## TASK ITEM
From the line with "If you could pick out the outdoor" to the final line of the records, every line is to be duplicated exactly, both of those lines included.

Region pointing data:
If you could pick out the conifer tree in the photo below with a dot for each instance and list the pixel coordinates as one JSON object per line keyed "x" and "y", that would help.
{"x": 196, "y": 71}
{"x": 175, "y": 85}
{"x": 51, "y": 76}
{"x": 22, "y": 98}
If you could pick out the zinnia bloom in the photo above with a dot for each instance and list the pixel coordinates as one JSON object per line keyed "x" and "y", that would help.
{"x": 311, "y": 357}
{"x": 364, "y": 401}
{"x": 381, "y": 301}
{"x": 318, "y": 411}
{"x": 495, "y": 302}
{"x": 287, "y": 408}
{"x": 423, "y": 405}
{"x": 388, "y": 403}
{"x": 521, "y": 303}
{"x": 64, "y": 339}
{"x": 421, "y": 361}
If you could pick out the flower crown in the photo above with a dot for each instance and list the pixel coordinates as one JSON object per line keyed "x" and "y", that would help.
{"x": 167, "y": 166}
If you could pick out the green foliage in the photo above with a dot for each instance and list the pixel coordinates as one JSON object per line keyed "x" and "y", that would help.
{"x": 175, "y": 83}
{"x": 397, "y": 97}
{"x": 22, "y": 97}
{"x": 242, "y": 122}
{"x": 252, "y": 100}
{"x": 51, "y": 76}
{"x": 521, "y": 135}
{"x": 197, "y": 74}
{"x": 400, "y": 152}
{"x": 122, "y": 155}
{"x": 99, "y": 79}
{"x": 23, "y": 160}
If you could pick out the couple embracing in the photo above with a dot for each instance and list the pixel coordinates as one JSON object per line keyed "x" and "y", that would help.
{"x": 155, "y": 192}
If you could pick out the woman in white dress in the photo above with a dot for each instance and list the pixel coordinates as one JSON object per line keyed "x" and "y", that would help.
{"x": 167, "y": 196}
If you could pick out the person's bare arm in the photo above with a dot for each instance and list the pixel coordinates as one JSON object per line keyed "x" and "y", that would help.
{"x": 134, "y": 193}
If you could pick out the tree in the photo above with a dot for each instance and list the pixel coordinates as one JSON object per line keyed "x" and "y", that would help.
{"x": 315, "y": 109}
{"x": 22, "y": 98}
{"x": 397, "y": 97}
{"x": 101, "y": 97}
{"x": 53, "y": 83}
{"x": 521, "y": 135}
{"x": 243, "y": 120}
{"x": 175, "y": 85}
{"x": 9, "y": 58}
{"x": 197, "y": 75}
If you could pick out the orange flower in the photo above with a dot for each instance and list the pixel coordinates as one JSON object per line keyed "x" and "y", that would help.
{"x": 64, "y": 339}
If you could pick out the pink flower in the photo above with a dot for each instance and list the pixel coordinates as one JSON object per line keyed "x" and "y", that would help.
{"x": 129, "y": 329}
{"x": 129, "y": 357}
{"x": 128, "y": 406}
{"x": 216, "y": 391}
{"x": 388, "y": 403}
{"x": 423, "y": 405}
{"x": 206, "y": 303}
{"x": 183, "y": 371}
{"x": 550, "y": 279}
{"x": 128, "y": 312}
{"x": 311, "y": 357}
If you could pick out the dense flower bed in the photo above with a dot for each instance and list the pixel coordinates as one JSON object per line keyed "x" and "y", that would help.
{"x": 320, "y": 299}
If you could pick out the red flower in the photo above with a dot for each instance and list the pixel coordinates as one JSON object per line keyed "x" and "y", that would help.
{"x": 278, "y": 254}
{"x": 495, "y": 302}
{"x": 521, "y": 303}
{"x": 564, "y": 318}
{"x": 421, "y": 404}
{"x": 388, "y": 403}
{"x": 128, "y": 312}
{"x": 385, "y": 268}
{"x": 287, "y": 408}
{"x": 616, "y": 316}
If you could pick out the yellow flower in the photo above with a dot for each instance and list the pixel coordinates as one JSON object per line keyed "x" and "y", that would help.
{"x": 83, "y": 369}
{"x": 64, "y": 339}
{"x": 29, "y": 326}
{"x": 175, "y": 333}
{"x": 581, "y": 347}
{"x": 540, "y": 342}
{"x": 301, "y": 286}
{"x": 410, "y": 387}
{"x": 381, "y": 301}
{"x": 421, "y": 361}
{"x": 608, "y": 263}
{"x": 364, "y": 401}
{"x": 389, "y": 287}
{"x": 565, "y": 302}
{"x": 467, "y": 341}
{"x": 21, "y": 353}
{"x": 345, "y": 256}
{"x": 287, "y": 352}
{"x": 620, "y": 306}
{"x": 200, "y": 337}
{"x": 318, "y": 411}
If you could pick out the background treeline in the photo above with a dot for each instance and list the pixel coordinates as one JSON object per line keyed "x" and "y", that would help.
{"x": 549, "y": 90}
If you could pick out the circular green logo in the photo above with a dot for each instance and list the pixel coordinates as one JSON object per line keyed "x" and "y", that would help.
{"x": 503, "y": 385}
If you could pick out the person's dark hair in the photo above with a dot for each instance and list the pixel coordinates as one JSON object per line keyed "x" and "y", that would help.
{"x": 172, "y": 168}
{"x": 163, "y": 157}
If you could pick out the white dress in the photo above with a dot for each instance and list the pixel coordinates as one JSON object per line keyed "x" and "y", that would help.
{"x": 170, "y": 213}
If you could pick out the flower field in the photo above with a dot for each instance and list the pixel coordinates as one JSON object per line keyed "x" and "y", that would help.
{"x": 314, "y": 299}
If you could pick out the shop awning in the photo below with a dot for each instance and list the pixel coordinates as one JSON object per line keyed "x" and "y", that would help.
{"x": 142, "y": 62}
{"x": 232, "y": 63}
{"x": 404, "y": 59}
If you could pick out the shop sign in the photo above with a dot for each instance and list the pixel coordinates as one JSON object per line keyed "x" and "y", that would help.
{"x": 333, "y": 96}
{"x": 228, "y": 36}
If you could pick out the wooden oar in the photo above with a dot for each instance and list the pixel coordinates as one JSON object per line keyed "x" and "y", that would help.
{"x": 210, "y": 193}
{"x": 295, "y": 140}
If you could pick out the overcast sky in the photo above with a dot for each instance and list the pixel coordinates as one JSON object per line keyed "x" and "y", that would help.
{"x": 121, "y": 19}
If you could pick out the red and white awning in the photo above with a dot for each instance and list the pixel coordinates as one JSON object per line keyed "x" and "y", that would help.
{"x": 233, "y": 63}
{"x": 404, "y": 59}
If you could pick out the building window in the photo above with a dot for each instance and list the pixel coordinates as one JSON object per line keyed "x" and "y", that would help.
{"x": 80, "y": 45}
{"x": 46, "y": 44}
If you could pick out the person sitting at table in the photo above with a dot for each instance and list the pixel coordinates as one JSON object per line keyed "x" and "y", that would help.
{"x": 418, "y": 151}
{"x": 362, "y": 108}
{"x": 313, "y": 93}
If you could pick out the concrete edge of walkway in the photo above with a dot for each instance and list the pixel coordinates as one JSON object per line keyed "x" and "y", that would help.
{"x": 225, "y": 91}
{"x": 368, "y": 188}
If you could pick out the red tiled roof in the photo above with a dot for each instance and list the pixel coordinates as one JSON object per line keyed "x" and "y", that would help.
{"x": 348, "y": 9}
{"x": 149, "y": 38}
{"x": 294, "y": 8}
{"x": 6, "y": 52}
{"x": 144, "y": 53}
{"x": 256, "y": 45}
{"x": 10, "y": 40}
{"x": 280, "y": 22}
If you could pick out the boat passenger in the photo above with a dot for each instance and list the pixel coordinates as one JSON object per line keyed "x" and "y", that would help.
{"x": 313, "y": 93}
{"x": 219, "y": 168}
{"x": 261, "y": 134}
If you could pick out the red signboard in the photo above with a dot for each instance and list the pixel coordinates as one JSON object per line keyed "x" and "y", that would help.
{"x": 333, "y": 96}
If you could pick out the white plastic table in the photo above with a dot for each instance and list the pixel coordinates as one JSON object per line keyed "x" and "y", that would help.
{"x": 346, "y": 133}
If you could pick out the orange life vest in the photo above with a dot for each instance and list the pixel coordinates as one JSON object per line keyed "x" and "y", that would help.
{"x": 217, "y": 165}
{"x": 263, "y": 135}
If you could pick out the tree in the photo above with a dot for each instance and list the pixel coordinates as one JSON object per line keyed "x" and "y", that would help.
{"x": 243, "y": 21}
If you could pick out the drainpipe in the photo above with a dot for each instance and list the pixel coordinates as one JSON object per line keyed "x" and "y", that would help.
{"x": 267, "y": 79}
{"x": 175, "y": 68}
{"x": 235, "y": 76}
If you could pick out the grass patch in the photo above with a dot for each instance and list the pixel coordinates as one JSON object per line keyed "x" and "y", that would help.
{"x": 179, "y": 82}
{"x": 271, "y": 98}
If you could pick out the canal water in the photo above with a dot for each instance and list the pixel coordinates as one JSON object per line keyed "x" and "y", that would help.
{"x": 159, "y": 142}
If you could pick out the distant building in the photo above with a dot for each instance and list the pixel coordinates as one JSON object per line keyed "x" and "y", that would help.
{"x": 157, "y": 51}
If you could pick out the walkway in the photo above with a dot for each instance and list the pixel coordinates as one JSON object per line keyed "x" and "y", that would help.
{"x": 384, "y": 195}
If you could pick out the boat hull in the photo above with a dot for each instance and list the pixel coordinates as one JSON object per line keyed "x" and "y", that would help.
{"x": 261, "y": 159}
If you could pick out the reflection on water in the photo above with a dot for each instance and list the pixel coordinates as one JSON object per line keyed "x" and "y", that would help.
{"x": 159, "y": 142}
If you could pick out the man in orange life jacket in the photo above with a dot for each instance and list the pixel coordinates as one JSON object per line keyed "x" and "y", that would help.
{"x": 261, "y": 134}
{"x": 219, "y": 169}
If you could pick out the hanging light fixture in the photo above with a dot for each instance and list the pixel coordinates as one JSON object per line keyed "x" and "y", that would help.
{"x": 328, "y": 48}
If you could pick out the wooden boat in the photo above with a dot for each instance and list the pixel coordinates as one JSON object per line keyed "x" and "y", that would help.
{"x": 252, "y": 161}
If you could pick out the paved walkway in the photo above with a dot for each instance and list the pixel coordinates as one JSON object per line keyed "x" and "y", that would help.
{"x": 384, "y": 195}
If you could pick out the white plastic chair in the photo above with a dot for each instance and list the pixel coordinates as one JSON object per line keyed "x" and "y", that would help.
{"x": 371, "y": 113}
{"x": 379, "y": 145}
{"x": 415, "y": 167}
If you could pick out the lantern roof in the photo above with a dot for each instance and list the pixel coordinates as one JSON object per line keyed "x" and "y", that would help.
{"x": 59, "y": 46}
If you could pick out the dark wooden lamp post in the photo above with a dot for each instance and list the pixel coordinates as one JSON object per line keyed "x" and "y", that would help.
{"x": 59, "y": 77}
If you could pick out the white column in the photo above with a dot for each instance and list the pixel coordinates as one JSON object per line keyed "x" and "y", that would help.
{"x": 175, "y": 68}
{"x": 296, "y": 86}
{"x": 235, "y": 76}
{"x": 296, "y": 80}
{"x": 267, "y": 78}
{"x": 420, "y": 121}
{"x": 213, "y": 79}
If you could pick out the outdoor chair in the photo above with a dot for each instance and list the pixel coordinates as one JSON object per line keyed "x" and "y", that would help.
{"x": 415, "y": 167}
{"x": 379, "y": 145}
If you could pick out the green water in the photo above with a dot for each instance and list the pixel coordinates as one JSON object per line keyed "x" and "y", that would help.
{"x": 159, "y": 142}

## TASK RESPONSE
If you could pick out the outdoor chair in the photo above with a dot for each instance and list the pixel coordinates as one JSON object per line keyed "x" and "y", that would help.
{"x": 415, "y": 167}
{"x": 379, "y": 145}
If you could pick out the green water in the photo above with a dot for each instance and list the pixel coordinates as one JSON object per line keyed "x" and "y", that would help.
{"x": 159, "y": 142}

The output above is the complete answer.